Saved entries:
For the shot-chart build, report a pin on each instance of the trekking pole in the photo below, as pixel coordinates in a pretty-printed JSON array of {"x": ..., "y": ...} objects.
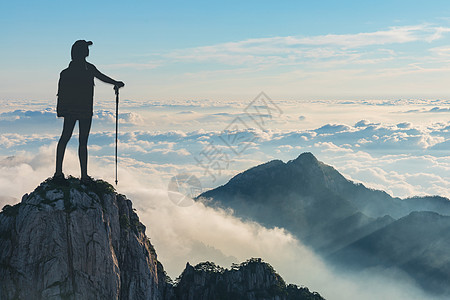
[{"x": 116, "y": 89}]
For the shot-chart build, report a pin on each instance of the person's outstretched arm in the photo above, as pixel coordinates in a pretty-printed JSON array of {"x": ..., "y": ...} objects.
[{"x": 107, "y": 79}]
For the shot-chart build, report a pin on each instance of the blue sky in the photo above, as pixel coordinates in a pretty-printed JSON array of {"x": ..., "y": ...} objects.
[{"x": 158, "y": 48}]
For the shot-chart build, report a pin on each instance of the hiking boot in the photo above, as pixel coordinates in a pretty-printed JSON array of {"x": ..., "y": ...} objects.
[
  {"x": 59, "y": 179},
  {"x": 87, "y": 180}
]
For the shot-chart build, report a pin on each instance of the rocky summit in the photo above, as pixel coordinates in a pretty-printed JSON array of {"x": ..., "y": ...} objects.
[{"x": 76, "y": 241}]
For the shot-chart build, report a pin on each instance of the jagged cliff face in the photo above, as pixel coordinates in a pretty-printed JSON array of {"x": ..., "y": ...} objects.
[
  {"x": 85, "y": 242},
  {"x": 76, "y": 242}
]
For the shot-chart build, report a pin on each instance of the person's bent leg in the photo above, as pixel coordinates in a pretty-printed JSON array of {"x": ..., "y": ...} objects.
[
  {"x": 69, "y": 124},
  {"x": 85, "y": 127}
]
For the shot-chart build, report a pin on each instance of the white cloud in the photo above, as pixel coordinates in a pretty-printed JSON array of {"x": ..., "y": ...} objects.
[{"x": 198, "y": 233}]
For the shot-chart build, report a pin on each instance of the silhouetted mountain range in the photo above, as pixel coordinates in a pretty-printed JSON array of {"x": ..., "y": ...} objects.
[{"x": 346, "y": 222}]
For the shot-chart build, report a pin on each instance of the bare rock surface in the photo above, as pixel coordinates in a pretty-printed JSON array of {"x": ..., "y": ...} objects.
[{"x": 74, "y": 241}]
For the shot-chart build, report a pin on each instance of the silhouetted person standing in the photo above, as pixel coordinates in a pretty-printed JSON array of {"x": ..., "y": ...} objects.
[{"x": 75, "y": 102}]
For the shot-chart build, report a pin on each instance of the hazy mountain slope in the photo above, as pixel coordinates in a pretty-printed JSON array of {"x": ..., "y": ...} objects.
[
  {"x": 86, "y": 242},
  {"x": 343, "y": 221},
  {"x": 418, "y": 243}
]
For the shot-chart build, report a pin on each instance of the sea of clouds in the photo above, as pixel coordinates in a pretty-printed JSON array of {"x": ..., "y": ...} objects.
[{"x": 400, "y": 146}]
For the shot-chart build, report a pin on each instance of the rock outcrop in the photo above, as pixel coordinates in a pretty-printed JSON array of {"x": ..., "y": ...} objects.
[
  {"x": 250, "y": 280},
  {"x": 74, "y": 241}
]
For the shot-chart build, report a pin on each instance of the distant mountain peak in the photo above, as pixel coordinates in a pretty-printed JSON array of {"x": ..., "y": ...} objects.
[{"x": 307, "y": 158}]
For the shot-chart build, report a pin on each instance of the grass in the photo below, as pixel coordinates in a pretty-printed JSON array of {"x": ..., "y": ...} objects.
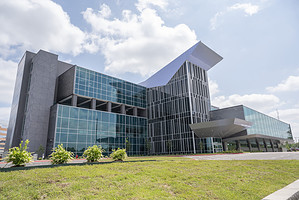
[{"x": 152, "y": 178}]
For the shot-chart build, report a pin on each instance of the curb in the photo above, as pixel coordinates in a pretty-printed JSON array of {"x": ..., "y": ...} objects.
[{"x": 290, "y": 192}]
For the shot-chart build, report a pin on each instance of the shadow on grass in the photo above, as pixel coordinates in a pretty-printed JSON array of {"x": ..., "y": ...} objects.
[{"x": 70, "y": 164}]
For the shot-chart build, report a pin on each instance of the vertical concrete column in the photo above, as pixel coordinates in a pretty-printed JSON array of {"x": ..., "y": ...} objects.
[
  {"x": 123, "y": 109},
  {"x": 109, "y": 105},
  {"x": 257, "y": 144},
  {"x": 265, "y": 145},
  {"x": 249, "y": 145},
  {"x": 135, "y": 111},
  {"x": 224, "y": 145},
  {"x": 93, "y": 104},
  {"x": 238, "y": 145},
  {"x": 74, "y": 100}
]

- [Work order]: Set down all of the entries precisely and keep the pictures out of the copy.

- [Expected answer]:
For the shot-chart build, report a pin on each instance of the trekking pole in the photo below, as pixel coordinates in a pretty-printed JSON array of {"x": ..., "y": ...} objects.
[{"x": 116, "y": 89}]
For the shot-chart build, report a pin on each instance of the person's outstretched arm in the photo above, as pixel coordinates in a pretty-printed JSON array of {"x": ..., "y": ...} objects.
[{"x": 107, "y": 79}]
For the shot-chart build, report a pin on each instance of the blue sky in the photo above, as pixel coordinates in a pretty-printed JSON array of {"x": ..., "y": ...} objects.
[{"x": 158, "y": 48}]
For the shot-chart build, report a pin on each instance of the hiking boot in the photo above, as pixel coordinates in a pretty-printed JSON array of {"x": ..., "y": ...} objects.
[
  {"x": 59, "y": 179},
  {"x": 87, "y": 180}
]
For the shot-chart build, report a pin on each instance of the rocky summit in the photo above, as pixel coordinates in a pretty-printed JSON array of {"x": ..., "y": ...} objects.
[{"x": 76, "y": 241}]
For the shot-chart build, report a pin on each instance of the jagged cliff face in the photo above, as pixel coordinates in a pretty-printed JSON array of {"x": ..., "y": ...} objects.
[
  {"x": 85, "y": 242},
  {"x": 76, "y": 242}
]
For the shot-chart build, report a pin on each instance of the person's bent leg in the photo above, as pixel coordinates in a pretty-printed JSON array of {"x": ..., "y": ...} objects.
[
  {"x": 69, "y": 124},
  {"x": 85, "y": 127}
]
For the shot-chart build, report a pin on each instance of the white cloud in the photo above, as pixel coordinates in a pretty-printed JSON array of {"x": ..., "y": ...} objects.
[{"x": 198, "y": 233}]
For the shot-chart build, report a pin on each instance of the silhouetted mountain range in the photo above, as pixel coordinates in a pretty-printed JSON array of {"x": ..., "y": ...} objects.
[{"x": 346, "y": 222}]
For the shot-chart build, report a pin on each instance of the bare rock surface in the photo above, as pixel coordinates in a pretty-printed JSON array of {"x": ..., "y": ...} objects.
[{"x": 74, "y": 241}]
For the shot-chart build, report a pin on each instance of the silhouetted person standing in the photo above, as pixel coordinates in a pretty-printed JSON array of {"x": ..., "y": ...} objects.
[{"x": 75, "y": 102}]
For the shot-chart build, report a pin on each instance of the hazy mountain slope in the photo above, as pixel coordinates in a pretty-printed JSON array of {"x": ..., "y": ...} objects.
[
  {"x": 86, "y": 242},
  {"x": 343, "y": 221},
  {"x": 418, "y": 243}
]
For the shot-chart build, report a pin on each instance of the sea of clouds in the photo above, as pixel coordinates in a pretty-printed JSON array of {"x": ..., "y": ...} objects.
[{"x": 400, "y": 146}]
For the shot-chart build, report a pin on each instance of the rock outcrop in the photo above, as pixel coordinates in a pretty-printed JSON array of {"x": ..., "y": ...} objects.
[
  {"x": 250, "y": 280},
  {"x": 74, "y": 241}
]
For the shot-chart build, report a pin on each instance of the distant mountain peak in the photo above, as pixel coordinates in a pretty-printed JSON array of {"x": ..., "y": ...} objects.
[{"x": 307, "y": 158}]
For the shot-chart build, report a pin on each instance of the grass in the photo below, as pixel coordinates in a pretty-printed JSON array of {"x": ..., "y": ...} objects.
[{"x": 152, "y": 178}]
For the shot-chart build, report a pin on each instance of the curb in the photo above, as pixel coordinates in a pretty-printed JSON array of {"x": ..., "y": ...} objects.
[{"x": 290, "y": 192}]
For the shot-chart build, report a pin on each instance of the shadow on grass in the photo above, as pixel coordinates in a pretty-printed JSON array of {"x": ..., "y": ...} objects.
[{"x": 70, "y": 164}]
For the shot-chart build, report a pin on each instance of the vertical concrete column in the photo above, as pixel coordinates in a pretty-printed JSON array of {"x": ..., "y": ...} objects.
[
  {"x": 123, "y": 109},
  {"x": 109, "y": 105},
  {"x": 257, "y": 144},
  {"x": 265, "y": 145},
  {"x": 249, "y": 145},
  {"x": 135, "y": 111},
  {"x": 224, "y": 145},
  {"x": 93, "y": 104},
  {"x": 238, "y": 145},
  {"x": 74, "y": 100}
]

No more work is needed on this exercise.